## WORK INSTRUCTIONS
Everything from the line that holds "of the eyeglasses" through the end of the data below should be output exactly, both ends included.

Records from a dataset:
## start
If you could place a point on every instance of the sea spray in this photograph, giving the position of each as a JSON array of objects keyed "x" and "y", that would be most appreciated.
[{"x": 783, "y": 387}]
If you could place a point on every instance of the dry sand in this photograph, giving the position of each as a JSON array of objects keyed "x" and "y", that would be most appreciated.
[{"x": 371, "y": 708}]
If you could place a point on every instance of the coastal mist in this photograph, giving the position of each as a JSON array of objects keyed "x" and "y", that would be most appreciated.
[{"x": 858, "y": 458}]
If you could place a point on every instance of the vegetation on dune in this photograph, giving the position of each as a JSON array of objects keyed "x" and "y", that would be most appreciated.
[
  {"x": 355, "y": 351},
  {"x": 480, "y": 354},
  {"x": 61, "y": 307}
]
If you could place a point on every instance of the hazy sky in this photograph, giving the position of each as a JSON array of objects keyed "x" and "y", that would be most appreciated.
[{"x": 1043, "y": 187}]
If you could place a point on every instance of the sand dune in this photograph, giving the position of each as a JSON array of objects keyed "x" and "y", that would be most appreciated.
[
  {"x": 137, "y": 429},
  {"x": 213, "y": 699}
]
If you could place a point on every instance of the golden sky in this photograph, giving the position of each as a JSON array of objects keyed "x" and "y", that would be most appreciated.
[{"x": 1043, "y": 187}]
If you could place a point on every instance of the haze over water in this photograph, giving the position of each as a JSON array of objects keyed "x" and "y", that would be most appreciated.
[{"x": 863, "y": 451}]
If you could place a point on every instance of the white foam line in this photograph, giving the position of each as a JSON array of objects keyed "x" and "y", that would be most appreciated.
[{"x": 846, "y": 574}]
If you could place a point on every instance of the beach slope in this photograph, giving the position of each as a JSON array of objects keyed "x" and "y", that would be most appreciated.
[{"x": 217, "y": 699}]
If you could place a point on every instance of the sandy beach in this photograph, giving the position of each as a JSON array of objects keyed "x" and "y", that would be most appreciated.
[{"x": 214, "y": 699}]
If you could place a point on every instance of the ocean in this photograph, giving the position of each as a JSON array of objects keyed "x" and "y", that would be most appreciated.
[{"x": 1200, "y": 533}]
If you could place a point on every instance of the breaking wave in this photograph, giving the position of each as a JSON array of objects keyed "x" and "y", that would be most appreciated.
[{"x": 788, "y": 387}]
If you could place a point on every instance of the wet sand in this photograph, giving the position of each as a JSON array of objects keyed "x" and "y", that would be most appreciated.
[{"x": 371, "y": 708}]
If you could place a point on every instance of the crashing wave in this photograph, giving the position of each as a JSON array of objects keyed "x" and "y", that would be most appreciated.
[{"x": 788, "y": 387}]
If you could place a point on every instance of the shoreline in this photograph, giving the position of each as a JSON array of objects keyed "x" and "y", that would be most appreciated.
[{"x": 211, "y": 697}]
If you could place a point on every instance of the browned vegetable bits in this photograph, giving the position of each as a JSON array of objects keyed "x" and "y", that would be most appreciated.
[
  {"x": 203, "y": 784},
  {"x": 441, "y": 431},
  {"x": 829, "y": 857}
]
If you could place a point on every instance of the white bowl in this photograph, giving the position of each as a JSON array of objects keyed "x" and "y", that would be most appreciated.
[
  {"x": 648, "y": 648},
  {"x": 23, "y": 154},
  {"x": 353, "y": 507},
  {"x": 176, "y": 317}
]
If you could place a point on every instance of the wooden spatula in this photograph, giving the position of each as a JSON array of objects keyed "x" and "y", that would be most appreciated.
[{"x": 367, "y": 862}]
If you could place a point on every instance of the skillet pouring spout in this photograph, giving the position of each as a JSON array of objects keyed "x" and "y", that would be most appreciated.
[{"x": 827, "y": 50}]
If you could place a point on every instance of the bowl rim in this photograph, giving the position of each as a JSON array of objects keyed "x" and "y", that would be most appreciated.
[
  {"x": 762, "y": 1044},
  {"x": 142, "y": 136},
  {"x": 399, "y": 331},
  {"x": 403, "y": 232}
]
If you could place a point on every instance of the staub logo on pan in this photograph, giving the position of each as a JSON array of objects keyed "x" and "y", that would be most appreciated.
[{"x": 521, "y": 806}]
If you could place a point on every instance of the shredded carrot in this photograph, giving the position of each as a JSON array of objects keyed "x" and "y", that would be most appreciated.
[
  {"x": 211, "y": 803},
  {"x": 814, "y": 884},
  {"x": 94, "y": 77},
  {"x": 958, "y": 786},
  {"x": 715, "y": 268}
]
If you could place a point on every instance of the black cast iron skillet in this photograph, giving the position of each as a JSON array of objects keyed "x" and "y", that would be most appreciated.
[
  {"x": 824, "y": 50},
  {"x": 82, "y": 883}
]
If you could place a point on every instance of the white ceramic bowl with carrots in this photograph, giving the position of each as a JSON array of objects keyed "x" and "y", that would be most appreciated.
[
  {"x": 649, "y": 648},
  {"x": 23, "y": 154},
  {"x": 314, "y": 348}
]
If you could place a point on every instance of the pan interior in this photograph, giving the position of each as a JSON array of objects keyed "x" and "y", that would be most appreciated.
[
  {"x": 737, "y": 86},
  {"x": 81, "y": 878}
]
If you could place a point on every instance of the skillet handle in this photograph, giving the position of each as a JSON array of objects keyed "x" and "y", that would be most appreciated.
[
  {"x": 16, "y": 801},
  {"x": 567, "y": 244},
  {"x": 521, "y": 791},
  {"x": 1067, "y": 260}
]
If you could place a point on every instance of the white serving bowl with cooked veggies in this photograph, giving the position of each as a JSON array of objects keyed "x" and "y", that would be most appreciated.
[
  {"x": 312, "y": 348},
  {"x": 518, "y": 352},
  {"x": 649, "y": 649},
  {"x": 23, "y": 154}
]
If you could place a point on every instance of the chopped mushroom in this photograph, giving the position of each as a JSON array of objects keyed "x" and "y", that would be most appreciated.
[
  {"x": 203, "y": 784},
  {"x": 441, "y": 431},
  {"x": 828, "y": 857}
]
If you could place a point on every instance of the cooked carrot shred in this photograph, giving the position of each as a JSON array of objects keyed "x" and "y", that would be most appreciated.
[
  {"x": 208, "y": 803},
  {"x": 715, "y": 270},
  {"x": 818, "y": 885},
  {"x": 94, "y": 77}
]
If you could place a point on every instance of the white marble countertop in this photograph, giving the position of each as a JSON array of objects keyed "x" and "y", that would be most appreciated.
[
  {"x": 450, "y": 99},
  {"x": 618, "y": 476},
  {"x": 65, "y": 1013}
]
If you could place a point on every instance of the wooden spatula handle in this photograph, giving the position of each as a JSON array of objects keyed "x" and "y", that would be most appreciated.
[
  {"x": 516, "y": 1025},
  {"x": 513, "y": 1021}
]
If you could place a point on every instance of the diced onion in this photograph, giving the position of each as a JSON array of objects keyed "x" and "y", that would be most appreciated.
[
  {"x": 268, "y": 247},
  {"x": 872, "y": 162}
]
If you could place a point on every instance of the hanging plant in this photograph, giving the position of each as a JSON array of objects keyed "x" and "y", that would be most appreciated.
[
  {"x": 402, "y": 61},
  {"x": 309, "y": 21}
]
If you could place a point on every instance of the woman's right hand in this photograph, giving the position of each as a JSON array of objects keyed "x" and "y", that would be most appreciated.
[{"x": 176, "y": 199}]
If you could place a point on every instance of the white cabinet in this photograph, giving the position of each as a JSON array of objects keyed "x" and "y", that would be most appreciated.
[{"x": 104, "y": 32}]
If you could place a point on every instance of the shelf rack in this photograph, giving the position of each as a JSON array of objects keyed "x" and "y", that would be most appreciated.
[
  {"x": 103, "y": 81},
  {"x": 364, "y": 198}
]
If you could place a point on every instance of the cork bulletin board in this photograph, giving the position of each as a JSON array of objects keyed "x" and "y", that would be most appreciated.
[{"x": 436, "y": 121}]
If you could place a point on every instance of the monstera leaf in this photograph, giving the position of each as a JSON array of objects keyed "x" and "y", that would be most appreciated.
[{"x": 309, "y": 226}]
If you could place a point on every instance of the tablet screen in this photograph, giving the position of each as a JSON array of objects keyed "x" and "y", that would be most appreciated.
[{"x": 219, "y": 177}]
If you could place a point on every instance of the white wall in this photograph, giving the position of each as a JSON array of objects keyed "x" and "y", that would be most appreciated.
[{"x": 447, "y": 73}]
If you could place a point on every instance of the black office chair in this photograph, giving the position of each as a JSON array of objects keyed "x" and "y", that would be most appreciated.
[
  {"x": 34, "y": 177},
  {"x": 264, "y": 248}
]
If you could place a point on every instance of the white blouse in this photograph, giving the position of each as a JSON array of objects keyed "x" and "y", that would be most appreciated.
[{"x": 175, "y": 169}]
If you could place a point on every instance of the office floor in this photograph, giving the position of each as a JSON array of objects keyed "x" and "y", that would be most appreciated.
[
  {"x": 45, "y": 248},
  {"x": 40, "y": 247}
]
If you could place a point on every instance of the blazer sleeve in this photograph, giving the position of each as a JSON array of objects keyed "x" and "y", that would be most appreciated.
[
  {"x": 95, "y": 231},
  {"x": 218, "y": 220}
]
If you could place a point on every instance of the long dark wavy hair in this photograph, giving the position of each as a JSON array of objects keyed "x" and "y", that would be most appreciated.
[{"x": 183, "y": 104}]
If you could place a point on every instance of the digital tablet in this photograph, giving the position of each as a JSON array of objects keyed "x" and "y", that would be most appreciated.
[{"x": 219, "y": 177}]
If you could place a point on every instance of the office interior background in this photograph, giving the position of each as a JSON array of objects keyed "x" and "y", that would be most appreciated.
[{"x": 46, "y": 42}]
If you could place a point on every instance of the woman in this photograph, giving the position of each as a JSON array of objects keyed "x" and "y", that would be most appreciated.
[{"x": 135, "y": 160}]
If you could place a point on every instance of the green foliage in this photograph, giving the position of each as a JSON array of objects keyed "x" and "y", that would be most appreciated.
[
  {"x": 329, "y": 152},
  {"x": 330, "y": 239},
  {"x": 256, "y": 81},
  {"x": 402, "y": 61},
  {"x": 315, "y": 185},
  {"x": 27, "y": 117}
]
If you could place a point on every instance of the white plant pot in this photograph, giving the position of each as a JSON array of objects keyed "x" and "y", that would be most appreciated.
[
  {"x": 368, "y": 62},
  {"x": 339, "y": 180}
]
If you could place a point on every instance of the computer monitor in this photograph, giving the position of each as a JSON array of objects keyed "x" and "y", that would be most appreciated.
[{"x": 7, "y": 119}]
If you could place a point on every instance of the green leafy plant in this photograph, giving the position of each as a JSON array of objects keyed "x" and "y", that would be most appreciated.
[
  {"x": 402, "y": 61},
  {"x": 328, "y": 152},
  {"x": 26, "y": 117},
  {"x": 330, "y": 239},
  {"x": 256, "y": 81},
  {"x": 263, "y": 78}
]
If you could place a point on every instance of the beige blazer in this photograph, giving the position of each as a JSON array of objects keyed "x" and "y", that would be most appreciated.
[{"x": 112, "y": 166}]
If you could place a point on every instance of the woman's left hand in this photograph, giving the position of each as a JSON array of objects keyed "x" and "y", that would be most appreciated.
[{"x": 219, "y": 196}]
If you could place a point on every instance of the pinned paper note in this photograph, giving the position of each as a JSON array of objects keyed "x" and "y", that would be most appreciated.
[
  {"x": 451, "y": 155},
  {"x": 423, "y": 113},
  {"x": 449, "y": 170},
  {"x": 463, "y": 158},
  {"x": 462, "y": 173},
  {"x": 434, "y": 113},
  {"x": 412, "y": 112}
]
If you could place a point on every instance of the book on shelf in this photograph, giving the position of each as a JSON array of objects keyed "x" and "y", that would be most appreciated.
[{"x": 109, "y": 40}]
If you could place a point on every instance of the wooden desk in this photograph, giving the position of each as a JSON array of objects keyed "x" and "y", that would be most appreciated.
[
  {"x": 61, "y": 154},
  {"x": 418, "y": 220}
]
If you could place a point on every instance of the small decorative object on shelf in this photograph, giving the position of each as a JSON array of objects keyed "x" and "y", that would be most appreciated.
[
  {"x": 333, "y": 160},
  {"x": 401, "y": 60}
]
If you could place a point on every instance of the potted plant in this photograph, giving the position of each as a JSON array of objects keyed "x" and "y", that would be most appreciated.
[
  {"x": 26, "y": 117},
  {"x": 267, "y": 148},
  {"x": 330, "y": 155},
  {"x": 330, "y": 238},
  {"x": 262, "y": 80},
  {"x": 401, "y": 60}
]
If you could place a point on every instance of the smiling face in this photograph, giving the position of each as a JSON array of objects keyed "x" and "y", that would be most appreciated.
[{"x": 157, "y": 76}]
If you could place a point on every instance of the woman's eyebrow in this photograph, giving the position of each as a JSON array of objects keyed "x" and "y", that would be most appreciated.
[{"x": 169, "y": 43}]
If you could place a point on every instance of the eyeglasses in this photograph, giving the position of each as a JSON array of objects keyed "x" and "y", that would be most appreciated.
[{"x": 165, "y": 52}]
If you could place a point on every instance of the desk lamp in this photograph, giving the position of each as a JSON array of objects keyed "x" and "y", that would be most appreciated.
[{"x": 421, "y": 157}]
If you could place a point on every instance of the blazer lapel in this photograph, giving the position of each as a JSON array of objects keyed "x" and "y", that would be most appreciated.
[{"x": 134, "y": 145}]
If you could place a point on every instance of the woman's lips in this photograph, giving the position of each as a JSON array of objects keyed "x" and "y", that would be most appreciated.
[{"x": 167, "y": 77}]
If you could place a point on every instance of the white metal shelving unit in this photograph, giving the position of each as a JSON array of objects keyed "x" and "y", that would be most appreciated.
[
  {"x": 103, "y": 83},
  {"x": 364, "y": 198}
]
## end
## FINISHED ANSWER
If you could place a point on every instance of the eyeglasses in this photograph, giving the position of each as a JSON array of objects keyed "x" and "y", that would be most appreciated.
[{"x": 165, "y": 52}]
If you could place a point on every instance of the desk lamp in this photograph, giving the position of each as a JSON array of objects keyed "x" and "y", that would be most appreciated.
[{"x": 421, "y": 157}]
If you could place a point on every instance of the blazer lapel in this photograph, giving the position of each as a JSON array of objects keyed "x" and "y", that would be most appreciated.
[{"x": 134, "y": 145}]
If you could place a point on every instance of the woman's lips in this photograph, giving the position of each as a JSON array of objects keyed "x" and "y", that would be most appreciated.
[{"x": 167, "y": 77}]
If you could place a point on every instance of the white metal shelving unit in this photograph, giving the position of each as a JSON array of objects keyed "x" and "y", that would be most appreciated.
[
  {"x": 103, "y": 83},
  {"x": 364, "y": 198}
]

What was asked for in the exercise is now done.